Dataset records:
-- BEGIN --
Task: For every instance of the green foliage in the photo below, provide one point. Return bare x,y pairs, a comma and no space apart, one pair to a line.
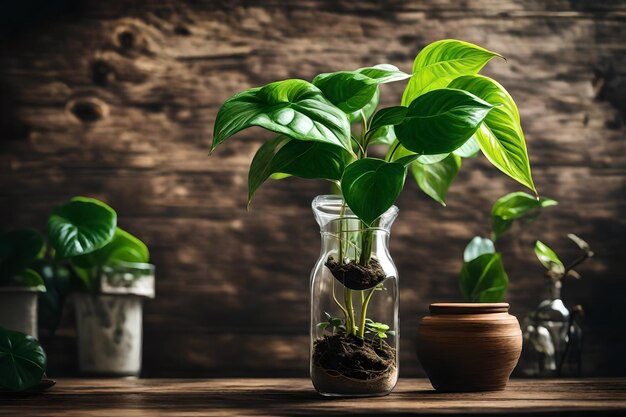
19,248
500,137
478,246
22,360
515,206
440,121
294,108
282,155
435,179
370,186
483,279
441,62
81,226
-- END --
What you should do :: Put every line of the listing above into a numbered list, skipping any blank lines. Leave the pictures out.

Exercise answer ::
1. Task: For every instance of the green foliage in the photo below, provide one point. Return bare x,y pairs, a comma and no space apart, one pair to a line.
2. 19,248
3. 500,137
4. 478,246
5. 22,360
6. 515,206
7. 440,121
8. 294,108
9. 282,155
10. 435,179
11. 370,186
12. 483,279
13. 441,62
14. 81,226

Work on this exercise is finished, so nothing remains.